Point annotation items:
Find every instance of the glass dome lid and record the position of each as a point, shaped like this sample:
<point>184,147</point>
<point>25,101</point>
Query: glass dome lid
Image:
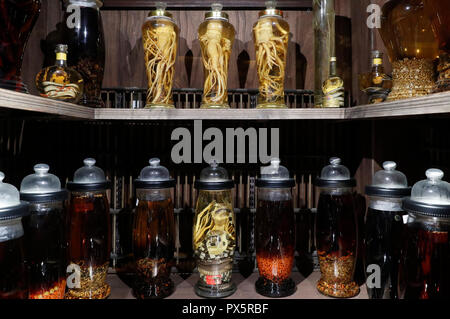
<point>214,177</point>
<point>430,196</point>
<point>10,205</point>
<point>335,175</point>
<point>89,178</point>
<point>154,176</point>
<point>389,182</point>
<point>275,176</point>
<point>41,186</point>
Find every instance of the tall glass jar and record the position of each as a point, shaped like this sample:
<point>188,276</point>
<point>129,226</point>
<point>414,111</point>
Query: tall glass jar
<point>83,30</point>
<point>154,232</point>
<point>160,40</point>
<point>271,37</point>
<point>216,37</point>
<point>46,240</point>
<point>336,231</point>
<point>13,274</point>
<point>425,263</point>
<point>412,46</point>
<point>275,231</point>
<point>214,233</point>
<point>89,234</point>
<point>16,23</point>
<point>384,230</point>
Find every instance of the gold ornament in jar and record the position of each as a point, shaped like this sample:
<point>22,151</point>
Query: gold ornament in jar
<point>160,40</point>
<point>271,36</point>
<point>216,37</point>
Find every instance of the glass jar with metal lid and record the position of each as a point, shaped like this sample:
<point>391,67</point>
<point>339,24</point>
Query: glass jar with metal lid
<point>271,37</point>
<point>216,37</point>
<point>275,231</point>
<point>214,234</point>
<point>384,229</point>
<point>160,40</point>
<point>89,234</point>
<point>46,240</point>
<point>425,263</point>
<point>154,232</point>
<point>336,231</point>
<point>13,274</point>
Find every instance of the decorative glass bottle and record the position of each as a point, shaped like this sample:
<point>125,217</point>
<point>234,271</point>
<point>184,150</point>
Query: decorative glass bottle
<point>84,36</point>
<point>412,46</point>
<point>154,232</point>
<point>216,37</point>
<point>333,88</point>
<point>275,231</point>
<point>271,37</point>
<point>46,241</point>
<point>16,23</point>
<point>89,234</point>
<point>60,82</point>
<point>214,234</point>
<point>160,40</point>
<point>324,44</point>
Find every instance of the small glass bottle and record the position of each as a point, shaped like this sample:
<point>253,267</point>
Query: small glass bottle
<point>214,233</point>
<point>333,88</point>
<point>216,37</point>
<point>13,274</point>
<point>160,40</point>
<point>60,82</point>
<point>154,232</point>
<point>271,37</point>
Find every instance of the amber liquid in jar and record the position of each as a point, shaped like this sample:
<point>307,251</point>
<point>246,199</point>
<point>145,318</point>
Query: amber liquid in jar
<point>153,246</point>
<point>216,41</point>
<point>89,244</point>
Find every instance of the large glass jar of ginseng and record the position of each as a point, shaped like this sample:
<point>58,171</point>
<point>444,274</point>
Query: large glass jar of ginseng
<point>271,37</point>
<point>336,231</point>
<point>154,232</point>
<point>424,267</point>
<point>160,41</point>
<point>89,242</point>
<point>46,240</point>
<point>216,37</point>
<point>13,274</point>
<point>275,231</point>
<point>214,234</point>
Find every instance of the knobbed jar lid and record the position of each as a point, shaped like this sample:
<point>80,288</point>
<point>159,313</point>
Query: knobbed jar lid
<point>154,176</point>
<point>42,186</point>
<point>10,205</point>
<point>335,175</point>
<point>389,182</point>
<point>214,177</point>
<point>431,196</point>
<point>275,176</point>
<point>89,178</point>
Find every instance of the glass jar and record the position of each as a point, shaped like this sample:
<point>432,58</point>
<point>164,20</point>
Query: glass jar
<point>17,22</point>
<point>214,233</point>
<point>275,231</point>
<point>384,230</point>
<point>424,267</point>
<point>89,234</point>
<point>336,231</point>
<point>46,241</point>
<point>85,39</point>
<point>412,46</point>
<point>154,232</point>
<point>271,37</point>
<point>13,274</point>
<point>216,37</point>
<point>160,40</point>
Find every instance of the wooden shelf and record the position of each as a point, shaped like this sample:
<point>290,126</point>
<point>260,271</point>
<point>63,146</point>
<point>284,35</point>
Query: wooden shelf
<point>429,105</point>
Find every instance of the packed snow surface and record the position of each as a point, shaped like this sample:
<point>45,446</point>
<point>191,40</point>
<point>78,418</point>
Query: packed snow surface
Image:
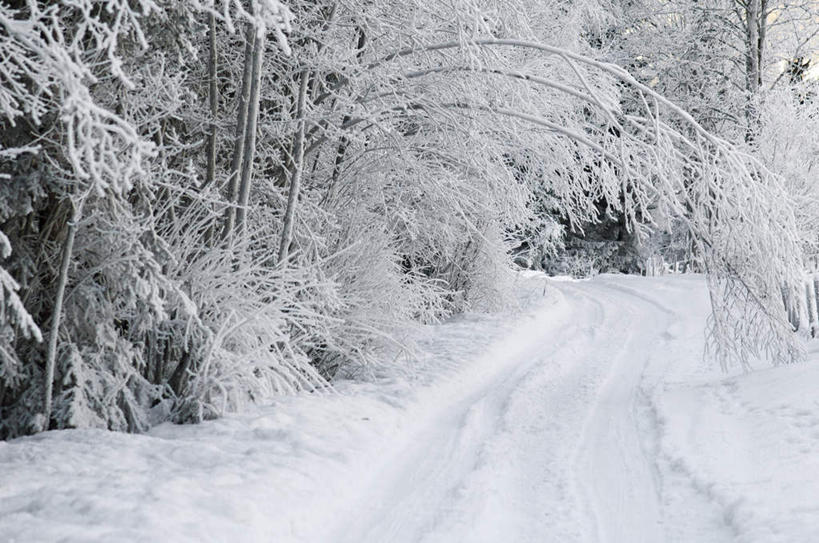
<point>588,416</point>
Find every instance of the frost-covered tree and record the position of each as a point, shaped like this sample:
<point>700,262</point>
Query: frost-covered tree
<point>208,203</point>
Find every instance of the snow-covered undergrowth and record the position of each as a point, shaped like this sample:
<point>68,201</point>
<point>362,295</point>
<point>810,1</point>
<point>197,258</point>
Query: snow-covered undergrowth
<point>590,415</point>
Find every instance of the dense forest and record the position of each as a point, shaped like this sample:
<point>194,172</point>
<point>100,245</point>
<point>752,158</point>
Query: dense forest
<point>206,203</point>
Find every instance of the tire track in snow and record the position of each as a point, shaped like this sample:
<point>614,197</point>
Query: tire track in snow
<point>556,443</point>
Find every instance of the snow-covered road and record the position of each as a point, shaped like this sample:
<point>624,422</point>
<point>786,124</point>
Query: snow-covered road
<point>590,417</point>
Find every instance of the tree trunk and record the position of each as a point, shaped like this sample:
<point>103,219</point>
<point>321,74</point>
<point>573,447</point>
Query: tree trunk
<point>62,280</point>
<point>297,170</point>
<point>250,131</point>
<point>241,129</point>
<point>752,62</point>
<point>212,92</point>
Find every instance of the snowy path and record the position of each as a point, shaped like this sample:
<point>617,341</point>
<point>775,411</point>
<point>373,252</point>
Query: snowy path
<point>589,418</point>
<point>554,447</point>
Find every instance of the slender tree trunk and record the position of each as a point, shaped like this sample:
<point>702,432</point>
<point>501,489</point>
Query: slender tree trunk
<point>752,62</point>
<point>250,132</point>
<point>297,170</point>
<point>341,151</point>
<point>214,102</point>
<point>761,35</point>
<point>68,249</point>
<point>241,131</point>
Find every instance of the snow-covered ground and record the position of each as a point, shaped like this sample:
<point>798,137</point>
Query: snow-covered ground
<point>590,416</point>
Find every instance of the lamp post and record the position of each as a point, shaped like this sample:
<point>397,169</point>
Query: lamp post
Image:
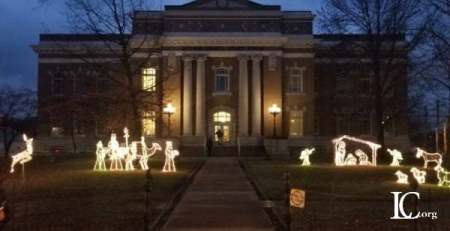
<point>169,109</point>
<point>274,110</point>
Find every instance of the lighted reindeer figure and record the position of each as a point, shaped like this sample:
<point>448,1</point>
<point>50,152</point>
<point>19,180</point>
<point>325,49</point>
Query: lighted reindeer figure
<point>100,160</point>
<point>169,163</point>
<point>24,156</point>
<point>402,178</point>
<point>397,157</point>
<point>304,155</point>
<point>419,175</point>
<point>429,157</point>
<point>443,176</point>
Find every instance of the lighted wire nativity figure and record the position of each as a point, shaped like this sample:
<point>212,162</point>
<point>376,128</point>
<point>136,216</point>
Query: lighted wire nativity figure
<point>342,158</point>
<point>397,157</point>
<point>429,157</point>
<point>24,156</point>
<point>304,155</point>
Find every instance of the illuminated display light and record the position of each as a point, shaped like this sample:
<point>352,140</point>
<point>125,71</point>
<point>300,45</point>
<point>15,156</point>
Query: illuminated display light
<point>443,176</point>
<point>101,153</point>
<point>340,153</point>
<point>402,178</point>
<point>24,156</point>
<point>419,175</point>
<point>169,162</point>
<point>428,157</point>
<point>304,155</point>
<point>397,157</point>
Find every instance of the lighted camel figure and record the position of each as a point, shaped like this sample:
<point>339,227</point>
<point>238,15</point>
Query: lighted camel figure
<point>402,178</point>
<point>101,152</point>
<point>363,158</point>
<point>397,157</point>
<point>429,157</point>
<point>443,176</point>
<point>419,175</point>
<point>24,156</point>
<point>304,155</point>
<point>169,163</point>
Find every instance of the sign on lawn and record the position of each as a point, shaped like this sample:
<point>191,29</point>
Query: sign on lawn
<point>297,198</point>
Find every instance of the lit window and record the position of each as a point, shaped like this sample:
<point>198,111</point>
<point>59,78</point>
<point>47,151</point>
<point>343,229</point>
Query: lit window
<point>148,123</point>
<point>149,79</point>
<point>295,82</point>
<point>222,117</point>
<point>222,83</point>
<point>296,123</point>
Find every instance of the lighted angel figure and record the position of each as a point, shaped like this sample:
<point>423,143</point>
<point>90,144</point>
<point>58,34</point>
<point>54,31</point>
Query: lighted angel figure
<point>429,157</point>
<point>363,158</point>
<point>24,156</point>
<point>402,178</point>
<point>304,155</point>
<point>443,176</point>
<point>419,175</point>
<point>350,160</point>
<point>101,155</point>
<point>397,157</point>
<point>169,163</point>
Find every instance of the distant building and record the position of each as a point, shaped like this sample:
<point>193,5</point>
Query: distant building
<point>226,62</point>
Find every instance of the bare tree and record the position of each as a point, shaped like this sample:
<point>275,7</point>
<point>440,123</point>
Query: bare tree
<point>392,29</point>
<point>17,109</point>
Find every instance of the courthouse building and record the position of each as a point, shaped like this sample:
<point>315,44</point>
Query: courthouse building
<point>226,62</point>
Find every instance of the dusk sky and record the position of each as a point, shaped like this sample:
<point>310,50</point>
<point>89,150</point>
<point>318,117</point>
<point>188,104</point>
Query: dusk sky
<point>23,20</point>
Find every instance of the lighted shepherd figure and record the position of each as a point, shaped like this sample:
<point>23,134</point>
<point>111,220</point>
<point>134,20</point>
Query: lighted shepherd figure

▸ **Stated task**
Please format the lines as a numbered list, from the line with "Find every instance of the dense" to the line with "<point>554,447</point>", leaving out any blank lines.

▸ **Answer to this problem**
1. Find every instance of the dense forest and record the position of each as a point, shaped like this sample:
2. <point>194,172</point>
3. <point>100,245</point>
4. <point>752,158</point>
5. Query: dense forest
6. <point>206,203</point>
7. Find every instance of the tire track in snow and record the position of each as a point, shaped like this sample:
8. <point>614,197</point>
9. Query: tire track in snow
10. <point>556,443</point>
11. Find every instance of the snow-covered road and record the position of each as a point, shaped like this sample:
12. <point>624,422</point>
13. <point>786,124</point>
14. Query: snow-covered road
15. <point>590,417</point>
16. Find every instance of the tree trunk and record the position of each as a point, shaped like this sample:
17. <point>103,219</point>
18. <point>321,74</point>
19. <point>573,447</point>
20. Query: tree trunk
21. <point>62,280</point>
22. <point>297,170</point>
23. <point>250,131</point>
24. <point>241,129</point>
25. <point>752,62</point>
26. <point>212,92</point>
27. Find every instance of the snowy path and record the position of each as a point, shaped like this sample:
28. <point>617,341</point>
29. <point>775,411</point>
30. <point>373,252</point>
31. Query: snowy path
32. <point>589,418</point>
33. <point>554,447</point>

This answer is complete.